* 課題: 「target: dark storm cloud」を含む行から「68 11 L 207」を含む行までを、両端の行も含めて一字も変えずに引用してください。

* 提示された行:
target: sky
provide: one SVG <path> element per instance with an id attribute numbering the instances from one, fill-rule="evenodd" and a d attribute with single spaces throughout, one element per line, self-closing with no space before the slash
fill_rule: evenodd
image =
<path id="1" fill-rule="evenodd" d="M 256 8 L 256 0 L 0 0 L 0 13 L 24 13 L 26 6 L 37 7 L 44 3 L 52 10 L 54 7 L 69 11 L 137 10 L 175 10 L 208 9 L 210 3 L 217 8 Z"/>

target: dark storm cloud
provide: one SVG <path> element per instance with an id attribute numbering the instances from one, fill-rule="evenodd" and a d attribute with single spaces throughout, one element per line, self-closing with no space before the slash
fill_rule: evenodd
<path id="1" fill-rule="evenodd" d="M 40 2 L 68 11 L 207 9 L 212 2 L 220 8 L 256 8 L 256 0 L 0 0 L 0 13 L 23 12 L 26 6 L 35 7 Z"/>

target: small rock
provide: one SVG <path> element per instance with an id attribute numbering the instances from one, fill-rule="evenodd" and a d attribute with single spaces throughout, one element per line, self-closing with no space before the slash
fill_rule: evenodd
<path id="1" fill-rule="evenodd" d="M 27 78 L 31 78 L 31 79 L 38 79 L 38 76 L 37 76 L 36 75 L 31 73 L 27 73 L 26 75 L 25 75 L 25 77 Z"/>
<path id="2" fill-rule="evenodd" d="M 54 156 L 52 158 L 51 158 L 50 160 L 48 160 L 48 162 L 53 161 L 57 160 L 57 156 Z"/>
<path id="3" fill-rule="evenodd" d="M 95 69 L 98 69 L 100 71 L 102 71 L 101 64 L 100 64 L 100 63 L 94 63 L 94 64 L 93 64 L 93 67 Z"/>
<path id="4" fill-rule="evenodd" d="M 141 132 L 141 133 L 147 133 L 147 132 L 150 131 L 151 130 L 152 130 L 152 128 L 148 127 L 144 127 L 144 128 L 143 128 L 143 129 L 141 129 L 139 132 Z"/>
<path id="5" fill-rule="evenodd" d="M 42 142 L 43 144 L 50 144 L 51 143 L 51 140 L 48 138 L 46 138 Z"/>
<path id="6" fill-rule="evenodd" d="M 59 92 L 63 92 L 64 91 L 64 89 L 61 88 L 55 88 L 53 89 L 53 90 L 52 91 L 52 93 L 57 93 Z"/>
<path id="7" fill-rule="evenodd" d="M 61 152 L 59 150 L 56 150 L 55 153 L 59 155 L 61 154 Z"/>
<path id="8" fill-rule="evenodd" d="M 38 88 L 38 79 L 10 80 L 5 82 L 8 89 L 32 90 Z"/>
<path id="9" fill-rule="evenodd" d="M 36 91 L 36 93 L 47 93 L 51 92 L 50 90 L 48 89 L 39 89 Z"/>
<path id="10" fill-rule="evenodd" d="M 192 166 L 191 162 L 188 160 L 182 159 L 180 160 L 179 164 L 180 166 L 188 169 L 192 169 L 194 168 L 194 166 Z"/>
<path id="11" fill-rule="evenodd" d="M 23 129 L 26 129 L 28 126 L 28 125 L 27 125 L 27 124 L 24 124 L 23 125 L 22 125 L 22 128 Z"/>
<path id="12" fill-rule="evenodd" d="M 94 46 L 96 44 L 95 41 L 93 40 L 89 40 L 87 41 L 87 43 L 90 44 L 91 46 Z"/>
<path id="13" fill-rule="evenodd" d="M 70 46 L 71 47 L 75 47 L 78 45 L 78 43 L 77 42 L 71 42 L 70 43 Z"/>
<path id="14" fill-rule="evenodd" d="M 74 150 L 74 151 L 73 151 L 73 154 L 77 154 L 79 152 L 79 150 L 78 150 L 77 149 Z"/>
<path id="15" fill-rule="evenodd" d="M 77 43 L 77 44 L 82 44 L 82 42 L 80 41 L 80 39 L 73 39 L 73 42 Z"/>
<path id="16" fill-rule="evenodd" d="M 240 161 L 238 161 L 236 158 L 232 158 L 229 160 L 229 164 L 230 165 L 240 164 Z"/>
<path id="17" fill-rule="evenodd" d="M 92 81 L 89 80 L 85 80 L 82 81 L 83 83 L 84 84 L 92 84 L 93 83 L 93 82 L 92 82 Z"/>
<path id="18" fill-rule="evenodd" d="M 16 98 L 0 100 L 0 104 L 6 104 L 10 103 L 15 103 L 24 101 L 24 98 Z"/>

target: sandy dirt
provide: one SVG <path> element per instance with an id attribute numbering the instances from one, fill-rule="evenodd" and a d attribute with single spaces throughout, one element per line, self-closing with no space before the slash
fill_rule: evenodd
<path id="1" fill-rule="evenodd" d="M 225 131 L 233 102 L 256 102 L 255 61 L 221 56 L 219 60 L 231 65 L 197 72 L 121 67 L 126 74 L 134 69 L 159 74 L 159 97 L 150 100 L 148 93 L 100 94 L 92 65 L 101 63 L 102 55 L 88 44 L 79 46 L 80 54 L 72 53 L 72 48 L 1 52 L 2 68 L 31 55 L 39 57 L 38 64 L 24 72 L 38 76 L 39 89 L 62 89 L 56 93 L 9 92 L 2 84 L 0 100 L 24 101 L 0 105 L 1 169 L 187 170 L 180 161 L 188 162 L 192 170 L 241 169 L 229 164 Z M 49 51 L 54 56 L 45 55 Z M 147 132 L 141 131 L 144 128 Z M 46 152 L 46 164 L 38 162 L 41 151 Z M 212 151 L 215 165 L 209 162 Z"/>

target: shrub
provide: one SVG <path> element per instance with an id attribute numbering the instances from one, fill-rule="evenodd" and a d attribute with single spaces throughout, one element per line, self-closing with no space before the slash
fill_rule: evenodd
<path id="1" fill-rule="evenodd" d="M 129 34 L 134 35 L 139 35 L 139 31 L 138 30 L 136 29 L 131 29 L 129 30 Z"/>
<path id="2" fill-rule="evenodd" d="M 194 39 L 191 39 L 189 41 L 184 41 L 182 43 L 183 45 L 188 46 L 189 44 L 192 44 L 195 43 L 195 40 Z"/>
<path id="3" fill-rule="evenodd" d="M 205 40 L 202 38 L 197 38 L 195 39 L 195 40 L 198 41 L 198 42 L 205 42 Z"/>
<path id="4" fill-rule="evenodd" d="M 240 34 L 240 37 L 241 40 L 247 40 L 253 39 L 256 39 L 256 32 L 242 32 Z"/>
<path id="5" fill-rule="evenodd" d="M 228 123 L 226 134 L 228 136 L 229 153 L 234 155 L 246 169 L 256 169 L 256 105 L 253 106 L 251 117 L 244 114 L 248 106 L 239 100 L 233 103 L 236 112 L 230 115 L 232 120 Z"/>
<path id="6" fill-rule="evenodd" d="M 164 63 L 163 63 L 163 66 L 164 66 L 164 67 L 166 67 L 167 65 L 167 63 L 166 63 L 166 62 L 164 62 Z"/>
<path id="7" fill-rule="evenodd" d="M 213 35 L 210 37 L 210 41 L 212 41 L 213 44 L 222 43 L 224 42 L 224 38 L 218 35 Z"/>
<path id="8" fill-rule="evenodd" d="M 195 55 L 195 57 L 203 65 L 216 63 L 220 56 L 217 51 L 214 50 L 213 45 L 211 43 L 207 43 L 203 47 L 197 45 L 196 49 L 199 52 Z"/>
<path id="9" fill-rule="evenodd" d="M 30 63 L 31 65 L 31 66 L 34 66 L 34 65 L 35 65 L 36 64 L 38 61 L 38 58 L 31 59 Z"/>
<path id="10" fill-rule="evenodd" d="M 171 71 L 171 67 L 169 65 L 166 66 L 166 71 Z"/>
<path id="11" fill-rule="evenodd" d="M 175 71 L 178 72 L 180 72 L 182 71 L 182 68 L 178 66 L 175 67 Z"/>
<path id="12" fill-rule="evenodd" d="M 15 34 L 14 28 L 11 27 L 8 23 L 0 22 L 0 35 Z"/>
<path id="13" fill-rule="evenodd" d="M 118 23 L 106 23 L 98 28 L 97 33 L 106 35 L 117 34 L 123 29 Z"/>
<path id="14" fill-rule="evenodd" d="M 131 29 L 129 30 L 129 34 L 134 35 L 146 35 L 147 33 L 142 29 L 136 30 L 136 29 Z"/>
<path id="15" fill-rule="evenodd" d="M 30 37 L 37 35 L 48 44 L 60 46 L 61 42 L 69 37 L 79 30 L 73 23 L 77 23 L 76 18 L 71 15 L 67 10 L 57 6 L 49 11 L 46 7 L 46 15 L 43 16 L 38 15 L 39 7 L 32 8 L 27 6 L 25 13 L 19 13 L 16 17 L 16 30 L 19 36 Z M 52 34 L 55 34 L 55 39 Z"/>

* 解答:
target: dark storm cloud
provide: one SVG <path> element per instance with an id attribute numbering the instances from one, fill-rule="evenodd" and a d attribute with single spaces throughout, one element per line, self-closing with no space before the slash
fill_rule: evenodd
<path id="1" fill-rule="evenodd" d="M 40 2 L 68 11 L 207 9 L 212 2 L 220 8 L 256 8 L 256 0 L 0 0 L 0 13 L 23 12 L 26 6 L 35 7 Z"/>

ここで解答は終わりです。